A run of records:
********************

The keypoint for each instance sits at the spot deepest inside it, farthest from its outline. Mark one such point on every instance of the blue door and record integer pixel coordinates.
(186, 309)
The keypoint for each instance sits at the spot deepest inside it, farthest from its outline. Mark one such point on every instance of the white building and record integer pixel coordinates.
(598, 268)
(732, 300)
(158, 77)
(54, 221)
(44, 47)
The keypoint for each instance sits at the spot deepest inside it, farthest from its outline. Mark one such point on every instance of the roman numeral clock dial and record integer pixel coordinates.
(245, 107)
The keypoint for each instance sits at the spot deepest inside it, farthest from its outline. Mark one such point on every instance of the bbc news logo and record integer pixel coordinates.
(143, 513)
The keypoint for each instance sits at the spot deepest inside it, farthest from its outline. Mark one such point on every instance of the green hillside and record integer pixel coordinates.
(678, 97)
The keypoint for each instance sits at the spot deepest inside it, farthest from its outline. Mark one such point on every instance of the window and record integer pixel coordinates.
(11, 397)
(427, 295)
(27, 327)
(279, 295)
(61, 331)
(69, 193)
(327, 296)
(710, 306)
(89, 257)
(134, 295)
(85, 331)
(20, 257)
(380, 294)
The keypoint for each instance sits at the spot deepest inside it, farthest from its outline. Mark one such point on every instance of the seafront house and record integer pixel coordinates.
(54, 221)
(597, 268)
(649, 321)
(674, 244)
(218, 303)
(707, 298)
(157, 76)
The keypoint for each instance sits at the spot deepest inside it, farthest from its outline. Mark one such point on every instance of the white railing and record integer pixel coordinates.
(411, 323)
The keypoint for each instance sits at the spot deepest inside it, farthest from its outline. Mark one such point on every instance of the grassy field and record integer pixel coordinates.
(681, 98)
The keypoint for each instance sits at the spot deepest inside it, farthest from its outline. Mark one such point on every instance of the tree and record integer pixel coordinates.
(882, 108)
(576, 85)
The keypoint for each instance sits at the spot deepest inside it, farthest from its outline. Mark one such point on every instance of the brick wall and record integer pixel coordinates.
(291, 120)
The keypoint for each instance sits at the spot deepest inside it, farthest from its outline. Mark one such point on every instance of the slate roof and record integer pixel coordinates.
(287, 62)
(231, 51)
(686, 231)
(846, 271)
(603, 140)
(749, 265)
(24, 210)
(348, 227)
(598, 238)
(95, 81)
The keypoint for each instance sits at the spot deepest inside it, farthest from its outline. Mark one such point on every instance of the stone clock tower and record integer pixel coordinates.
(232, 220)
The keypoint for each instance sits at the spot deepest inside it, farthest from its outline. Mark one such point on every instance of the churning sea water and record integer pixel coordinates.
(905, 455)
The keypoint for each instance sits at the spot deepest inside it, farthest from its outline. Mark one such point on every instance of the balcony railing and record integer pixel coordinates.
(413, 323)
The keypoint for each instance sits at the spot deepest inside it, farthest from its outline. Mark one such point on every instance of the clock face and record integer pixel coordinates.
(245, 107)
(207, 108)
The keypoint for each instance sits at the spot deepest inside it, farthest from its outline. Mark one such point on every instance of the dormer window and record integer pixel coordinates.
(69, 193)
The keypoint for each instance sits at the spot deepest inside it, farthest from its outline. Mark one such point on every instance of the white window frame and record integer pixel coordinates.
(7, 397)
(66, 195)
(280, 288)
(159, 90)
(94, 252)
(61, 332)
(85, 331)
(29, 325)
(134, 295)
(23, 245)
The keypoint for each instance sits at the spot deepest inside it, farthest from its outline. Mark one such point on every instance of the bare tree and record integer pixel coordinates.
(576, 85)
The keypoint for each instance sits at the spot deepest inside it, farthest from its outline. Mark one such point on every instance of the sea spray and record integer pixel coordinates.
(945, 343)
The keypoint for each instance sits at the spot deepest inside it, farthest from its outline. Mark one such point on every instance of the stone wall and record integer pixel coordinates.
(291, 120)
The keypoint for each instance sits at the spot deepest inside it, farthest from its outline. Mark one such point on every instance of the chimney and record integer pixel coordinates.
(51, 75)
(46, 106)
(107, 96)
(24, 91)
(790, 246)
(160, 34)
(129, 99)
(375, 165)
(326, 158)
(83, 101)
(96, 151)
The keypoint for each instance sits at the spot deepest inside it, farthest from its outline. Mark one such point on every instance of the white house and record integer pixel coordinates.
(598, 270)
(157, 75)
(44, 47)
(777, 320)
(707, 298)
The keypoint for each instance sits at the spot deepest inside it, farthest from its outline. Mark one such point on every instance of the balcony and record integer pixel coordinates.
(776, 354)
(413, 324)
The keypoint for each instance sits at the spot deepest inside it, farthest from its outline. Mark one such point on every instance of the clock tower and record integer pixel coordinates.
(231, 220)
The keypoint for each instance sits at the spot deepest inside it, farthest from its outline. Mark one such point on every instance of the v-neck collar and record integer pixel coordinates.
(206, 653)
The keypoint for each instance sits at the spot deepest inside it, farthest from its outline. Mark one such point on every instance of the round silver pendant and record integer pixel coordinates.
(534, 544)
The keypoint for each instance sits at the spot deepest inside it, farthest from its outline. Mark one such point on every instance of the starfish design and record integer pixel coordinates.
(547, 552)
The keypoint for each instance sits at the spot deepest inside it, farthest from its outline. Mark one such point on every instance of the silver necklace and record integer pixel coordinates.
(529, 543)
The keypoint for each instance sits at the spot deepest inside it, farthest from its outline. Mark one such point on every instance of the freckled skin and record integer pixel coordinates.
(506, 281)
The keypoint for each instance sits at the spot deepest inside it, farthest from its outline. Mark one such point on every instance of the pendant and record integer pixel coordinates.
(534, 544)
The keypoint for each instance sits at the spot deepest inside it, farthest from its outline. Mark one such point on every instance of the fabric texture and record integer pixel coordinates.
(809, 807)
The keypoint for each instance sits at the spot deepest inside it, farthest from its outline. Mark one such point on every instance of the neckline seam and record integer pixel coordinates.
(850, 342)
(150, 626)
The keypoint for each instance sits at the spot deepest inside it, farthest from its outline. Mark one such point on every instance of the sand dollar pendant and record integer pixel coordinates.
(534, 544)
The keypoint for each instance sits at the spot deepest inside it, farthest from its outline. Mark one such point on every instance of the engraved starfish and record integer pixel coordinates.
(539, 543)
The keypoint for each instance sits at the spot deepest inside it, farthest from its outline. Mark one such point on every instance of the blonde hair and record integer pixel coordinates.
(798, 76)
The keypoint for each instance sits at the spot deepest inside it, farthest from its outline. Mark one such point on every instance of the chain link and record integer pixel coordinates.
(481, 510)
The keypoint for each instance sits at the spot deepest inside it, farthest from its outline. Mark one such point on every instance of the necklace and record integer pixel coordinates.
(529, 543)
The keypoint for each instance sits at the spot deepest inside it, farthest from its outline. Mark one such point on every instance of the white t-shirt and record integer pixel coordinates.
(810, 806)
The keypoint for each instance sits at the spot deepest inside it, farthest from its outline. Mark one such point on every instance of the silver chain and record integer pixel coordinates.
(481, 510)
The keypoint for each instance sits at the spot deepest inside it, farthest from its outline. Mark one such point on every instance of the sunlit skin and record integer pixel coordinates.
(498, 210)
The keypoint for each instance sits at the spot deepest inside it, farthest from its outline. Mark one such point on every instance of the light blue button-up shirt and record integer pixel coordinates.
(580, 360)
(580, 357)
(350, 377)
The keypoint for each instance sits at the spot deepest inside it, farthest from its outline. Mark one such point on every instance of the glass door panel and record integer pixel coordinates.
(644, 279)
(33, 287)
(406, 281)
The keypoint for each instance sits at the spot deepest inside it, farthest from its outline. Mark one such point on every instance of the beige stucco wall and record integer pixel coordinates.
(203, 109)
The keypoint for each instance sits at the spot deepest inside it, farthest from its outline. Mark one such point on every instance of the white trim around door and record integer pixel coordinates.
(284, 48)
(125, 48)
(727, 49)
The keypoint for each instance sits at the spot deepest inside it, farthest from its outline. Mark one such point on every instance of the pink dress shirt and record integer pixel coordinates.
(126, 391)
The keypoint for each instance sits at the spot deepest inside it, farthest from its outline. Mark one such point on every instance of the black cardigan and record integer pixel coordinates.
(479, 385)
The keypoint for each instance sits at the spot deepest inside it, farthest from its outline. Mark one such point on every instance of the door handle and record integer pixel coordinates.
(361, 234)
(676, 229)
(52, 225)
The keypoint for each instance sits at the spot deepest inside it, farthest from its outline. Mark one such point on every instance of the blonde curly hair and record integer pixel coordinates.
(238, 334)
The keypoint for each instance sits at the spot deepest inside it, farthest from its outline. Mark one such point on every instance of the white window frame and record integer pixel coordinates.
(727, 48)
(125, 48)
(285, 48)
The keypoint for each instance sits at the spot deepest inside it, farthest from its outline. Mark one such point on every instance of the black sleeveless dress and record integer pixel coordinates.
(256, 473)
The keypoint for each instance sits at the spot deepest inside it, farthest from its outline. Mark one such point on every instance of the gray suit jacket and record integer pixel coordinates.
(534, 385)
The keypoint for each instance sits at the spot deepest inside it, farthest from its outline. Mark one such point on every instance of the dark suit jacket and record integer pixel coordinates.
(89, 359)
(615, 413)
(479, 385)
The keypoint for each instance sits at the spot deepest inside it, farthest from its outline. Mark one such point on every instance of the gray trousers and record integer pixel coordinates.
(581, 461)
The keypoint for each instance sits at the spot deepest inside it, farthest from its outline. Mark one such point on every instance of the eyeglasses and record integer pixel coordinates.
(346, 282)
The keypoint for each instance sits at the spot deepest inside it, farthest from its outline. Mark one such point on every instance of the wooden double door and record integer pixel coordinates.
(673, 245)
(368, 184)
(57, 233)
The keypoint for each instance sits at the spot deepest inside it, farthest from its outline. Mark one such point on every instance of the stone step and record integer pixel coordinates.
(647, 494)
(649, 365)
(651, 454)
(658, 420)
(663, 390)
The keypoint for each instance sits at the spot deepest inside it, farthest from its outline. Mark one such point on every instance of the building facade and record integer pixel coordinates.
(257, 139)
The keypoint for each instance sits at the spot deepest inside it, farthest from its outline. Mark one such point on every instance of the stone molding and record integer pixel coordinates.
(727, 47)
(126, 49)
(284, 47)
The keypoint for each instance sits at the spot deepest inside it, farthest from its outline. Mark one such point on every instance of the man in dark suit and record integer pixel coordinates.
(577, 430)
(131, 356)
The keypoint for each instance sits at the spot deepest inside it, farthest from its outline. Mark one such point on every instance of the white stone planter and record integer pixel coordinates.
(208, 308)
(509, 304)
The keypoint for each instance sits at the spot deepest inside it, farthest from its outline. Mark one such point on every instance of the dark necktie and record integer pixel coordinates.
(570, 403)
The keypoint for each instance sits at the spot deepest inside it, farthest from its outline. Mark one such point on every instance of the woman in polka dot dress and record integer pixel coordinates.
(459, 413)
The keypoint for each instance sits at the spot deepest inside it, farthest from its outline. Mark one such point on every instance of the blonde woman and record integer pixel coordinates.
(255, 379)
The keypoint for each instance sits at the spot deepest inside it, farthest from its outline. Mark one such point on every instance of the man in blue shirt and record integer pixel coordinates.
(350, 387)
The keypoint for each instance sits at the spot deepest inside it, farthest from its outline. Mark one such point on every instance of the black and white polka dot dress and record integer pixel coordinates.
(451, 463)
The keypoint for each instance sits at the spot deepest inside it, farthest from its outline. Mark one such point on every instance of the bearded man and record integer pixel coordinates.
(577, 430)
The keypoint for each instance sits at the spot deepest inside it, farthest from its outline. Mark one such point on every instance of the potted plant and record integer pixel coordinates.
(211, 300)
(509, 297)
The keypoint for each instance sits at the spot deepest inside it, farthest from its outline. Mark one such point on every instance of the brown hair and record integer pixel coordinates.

********************

→ Stated goal: Repeat exactly the lines above, starting with the line that contains "bearded man and record integer pixel coordinates." and ending with the last line, both included, and nothing else.

→ Output:
The keypoint for each instance sits at the spot deepest inside it, farthest from its outline. Mark one such point on every instance of the bearded man and record integer pixel coordinates.
(577, 430)
The keypoint for each instance sits at the spot deepest inside it, farthest from its outline. Mark one such point on every instance of the potted plant and record integer pixel coordinates.
(211, 300)
(509, 297)
The keypoint for each instance sits at the spot deepest inside it, farthest from its outline. Mark one such point on every instance of the brown hair and record integer pixel coordinates.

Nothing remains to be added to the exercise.